Recorded information →
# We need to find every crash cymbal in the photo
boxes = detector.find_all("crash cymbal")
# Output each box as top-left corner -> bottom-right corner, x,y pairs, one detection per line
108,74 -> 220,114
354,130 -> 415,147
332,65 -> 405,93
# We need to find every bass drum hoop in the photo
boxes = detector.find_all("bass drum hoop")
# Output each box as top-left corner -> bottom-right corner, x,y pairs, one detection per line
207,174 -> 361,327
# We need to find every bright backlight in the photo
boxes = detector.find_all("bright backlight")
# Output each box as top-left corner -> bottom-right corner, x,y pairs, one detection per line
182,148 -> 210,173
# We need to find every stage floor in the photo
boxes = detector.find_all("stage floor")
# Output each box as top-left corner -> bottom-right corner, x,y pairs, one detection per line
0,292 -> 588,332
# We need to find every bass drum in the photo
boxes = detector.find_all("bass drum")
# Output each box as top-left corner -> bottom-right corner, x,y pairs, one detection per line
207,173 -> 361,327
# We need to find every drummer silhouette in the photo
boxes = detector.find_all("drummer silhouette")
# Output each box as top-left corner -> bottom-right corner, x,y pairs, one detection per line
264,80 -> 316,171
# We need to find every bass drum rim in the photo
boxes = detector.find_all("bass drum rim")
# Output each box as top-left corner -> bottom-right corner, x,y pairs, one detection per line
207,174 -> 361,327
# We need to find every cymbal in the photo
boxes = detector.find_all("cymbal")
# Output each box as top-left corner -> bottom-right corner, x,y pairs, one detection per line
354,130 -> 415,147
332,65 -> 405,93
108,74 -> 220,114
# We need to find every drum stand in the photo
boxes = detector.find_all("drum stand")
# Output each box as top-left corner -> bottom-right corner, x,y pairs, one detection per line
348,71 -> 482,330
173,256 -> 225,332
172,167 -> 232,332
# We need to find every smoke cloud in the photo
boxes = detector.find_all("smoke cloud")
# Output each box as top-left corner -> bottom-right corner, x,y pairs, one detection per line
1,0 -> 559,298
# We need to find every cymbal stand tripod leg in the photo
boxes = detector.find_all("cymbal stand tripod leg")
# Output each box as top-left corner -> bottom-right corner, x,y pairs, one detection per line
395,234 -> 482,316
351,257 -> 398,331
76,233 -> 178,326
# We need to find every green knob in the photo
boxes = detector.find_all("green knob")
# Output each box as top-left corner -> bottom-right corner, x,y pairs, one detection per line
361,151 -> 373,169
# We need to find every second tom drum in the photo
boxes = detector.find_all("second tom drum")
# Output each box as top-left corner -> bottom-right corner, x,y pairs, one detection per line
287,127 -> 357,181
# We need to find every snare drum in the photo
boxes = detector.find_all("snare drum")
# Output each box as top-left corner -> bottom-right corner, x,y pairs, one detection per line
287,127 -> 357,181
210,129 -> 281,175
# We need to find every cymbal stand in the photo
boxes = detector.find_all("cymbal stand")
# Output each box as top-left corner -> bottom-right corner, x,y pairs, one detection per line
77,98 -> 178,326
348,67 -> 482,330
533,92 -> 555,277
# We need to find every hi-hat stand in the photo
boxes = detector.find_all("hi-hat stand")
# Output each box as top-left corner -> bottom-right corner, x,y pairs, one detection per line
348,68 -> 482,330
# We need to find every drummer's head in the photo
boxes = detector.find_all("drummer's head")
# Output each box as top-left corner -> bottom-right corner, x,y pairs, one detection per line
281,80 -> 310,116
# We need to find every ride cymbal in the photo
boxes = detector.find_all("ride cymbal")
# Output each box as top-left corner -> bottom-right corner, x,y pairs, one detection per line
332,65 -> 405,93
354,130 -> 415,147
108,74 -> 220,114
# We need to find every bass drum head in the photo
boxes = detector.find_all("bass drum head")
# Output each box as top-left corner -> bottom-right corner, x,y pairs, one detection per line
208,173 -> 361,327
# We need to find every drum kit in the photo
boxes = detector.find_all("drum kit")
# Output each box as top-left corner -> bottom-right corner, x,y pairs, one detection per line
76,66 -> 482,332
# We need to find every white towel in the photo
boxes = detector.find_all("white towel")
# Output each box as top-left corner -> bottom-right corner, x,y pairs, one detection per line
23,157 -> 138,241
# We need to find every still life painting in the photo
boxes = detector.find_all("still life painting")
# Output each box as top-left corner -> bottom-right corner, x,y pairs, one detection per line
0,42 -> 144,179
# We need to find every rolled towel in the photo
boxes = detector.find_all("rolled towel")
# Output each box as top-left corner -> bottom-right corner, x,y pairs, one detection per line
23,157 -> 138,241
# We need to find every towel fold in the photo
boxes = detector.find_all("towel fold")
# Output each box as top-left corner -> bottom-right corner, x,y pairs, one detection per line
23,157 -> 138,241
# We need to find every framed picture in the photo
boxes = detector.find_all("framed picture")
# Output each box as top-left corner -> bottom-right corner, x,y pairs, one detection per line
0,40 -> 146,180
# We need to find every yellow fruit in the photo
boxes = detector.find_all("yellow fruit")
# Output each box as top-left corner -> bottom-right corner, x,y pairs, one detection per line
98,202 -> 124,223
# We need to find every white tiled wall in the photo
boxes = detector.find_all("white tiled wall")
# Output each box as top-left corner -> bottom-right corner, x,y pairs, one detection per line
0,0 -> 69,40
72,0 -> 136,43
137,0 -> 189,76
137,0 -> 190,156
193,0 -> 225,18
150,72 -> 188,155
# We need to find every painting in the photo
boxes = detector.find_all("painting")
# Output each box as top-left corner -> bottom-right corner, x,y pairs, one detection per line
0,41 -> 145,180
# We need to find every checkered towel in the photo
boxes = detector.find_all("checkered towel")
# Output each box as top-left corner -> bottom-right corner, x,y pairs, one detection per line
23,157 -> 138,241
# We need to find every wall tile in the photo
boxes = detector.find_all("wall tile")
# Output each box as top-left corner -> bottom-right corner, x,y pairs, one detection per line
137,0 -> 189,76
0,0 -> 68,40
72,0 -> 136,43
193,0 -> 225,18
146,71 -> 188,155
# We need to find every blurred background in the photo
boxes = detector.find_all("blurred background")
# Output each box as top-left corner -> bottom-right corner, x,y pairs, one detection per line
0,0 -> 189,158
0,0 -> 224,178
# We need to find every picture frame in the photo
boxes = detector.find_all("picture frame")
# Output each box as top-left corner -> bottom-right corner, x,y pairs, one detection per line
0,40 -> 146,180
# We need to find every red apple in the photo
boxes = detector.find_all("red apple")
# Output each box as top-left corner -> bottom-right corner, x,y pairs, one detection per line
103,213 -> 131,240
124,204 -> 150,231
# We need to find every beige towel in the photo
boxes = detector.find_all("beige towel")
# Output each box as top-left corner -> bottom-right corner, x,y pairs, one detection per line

Problem statement → Only the lines containing the word "apple" should be returned from the data above.

The completed task →
# We need to find every red apple in the photo
boxes = detector.find_all("red apple")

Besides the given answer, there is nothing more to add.